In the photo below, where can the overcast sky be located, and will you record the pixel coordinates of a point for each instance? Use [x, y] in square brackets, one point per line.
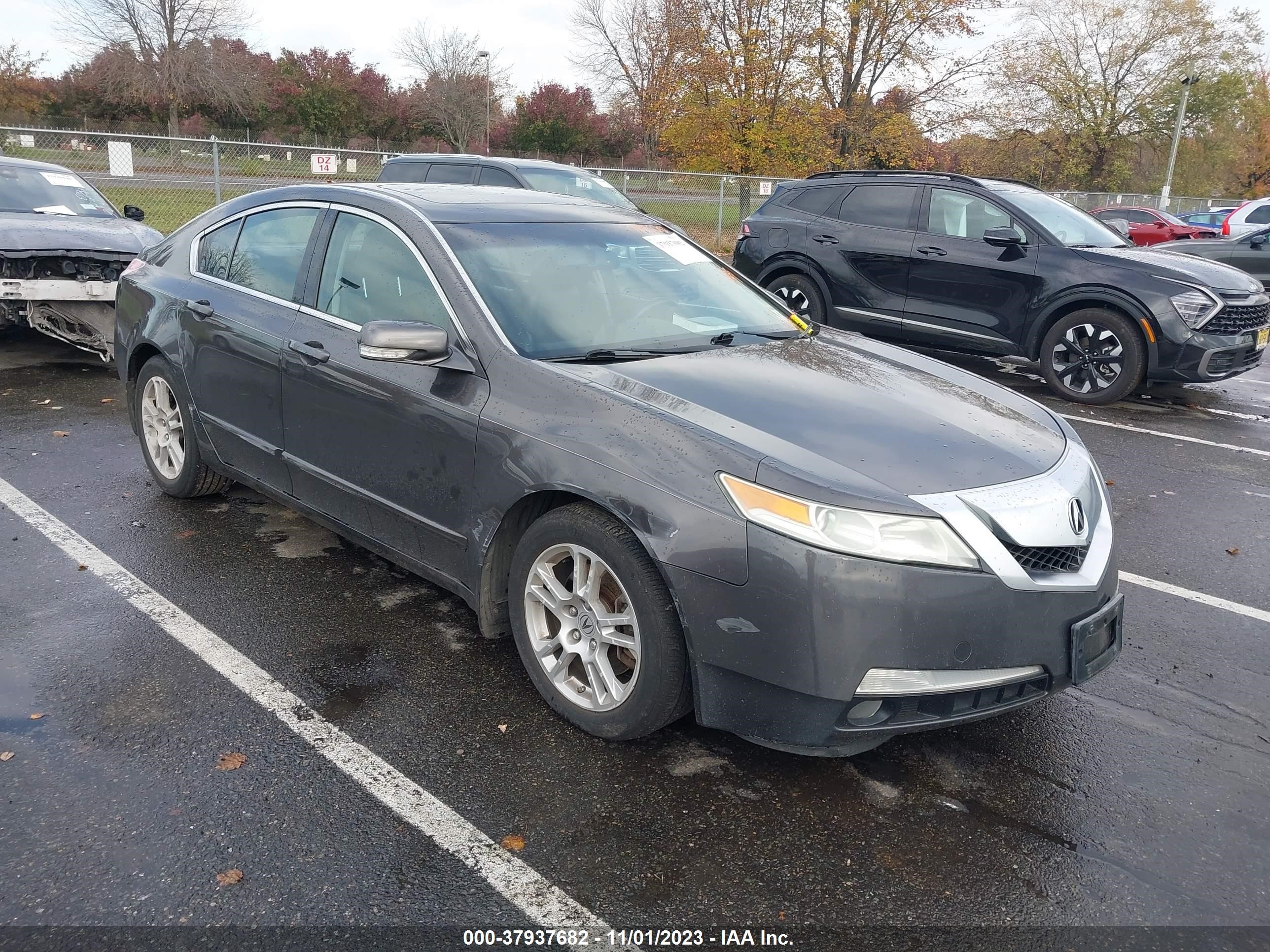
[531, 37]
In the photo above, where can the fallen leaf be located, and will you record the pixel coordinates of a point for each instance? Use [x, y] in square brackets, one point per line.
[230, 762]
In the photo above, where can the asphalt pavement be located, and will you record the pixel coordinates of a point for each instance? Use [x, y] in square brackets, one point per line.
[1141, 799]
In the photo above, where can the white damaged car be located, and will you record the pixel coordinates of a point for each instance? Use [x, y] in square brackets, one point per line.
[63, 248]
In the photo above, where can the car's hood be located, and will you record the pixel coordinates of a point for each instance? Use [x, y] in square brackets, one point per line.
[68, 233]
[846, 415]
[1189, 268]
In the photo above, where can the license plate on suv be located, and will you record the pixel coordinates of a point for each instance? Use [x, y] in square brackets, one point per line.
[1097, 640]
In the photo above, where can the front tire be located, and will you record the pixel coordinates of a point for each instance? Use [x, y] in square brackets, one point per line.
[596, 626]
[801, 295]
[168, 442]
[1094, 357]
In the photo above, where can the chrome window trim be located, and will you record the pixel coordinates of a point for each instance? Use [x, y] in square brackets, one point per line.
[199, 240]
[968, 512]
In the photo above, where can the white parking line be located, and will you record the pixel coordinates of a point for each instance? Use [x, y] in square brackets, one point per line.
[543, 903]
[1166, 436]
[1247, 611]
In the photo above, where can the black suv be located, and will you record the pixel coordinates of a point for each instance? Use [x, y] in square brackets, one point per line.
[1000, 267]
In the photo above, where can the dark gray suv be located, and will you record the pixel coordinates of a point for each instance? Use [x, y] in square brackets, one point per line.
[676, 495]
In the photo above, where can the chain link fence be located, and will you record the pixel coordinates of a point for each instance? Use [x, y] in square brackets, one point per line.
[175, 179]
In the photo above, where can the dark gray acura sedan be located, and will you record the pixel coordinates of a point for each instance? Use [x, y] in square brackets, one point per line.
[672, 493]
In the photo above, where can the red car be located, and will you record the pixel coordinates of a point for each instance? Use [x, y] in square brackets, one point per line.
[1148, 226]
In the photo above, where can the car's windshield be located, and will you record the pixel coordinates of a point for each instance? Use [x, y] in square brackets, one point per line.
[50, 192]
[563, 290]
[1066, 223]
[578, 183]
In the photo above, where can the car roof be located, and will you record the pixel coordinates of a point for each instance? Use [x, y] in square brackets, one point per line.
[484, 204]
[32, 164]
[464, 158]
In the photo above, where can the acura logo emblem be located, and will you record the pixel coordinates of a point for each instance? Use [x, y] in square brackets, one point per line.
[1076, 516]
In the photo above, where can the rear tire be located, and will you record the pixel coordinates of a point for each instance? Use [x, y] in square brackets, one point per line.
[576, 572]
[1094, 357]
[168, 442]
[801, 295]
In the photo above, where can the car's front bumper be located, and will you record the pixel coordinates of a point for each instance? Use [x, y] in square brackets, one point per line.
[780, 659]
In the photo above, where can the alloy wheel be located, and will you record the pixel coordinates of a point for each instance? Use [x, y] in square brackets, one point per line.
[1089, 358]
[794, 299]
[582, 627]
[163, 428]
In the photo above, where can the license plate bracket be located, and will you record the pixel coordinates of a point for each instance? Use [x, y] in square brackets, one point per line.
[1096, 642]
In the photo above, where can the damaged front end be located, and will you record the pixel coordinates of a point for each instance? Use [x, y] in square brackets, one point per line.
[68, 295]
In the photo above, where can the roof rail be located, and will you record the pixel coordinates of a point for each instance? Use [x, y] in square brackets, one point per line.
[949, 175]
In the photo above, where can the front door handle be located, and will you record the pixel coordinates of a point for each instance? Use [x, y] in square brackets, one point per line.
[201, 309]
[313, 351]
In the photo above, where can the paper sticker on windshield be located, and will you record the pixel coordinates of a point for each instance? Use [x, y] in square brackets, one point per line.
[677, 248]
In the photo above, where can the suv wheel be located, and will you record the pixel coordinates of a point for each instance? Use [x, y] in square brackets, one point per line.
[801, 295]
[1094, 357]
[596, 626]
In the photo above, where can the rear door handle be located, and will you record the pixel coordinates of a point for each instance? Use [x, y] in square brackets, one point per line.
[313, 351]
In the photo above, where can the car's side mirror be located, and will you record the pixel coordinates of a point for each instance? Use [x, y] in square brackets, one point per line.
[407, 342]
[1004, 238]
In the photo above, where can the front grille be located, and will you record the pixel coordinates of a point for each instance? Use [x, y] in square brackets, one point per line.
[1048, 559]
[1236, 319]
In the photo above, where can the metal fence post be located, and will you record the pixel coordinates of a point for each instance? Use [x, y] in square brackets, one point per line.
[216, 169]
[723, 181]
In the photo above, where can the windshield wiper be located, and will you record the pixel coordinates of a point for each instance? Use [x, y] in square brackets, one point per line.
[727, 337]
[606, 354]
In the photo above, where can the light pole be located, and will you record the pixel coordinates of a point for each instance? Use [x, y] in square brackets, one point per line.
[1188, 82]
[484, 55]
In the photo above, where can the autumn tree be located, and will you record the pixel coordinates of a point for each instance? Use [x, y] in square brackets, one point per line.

• Problem description: Can you write out the entries again, starting at the line containing "In the photo above, where can the metal" and ending at the last entry, keeping the requests and raising every number in the answer coordinates by 125?

• Task solution:
In the photo above, where can the metal fence post be located, and will you record the pixel coordinates of a point for each instance? Use [x, y] in square brackets, one point per line.
[341, 294]
[848, 306]
In the photo above, where can the windshield wiper be located, and will you record the pixel coordinates of a point for each instance? Use [x, y] in square brackets, one point per line.
[852, 462]
[731, 479]
In the photo above, where can the light pole be located, and will you record the pixel coordinates of a point for each instance? Use [x, y] in square brackets, one point per line.
[1313, 207]
[609, 180]
In the photo above, where can the autumn tree be located, and will you record the pixel coordinates of a point for each instance? Use [x, y] in square brackets, one point per line.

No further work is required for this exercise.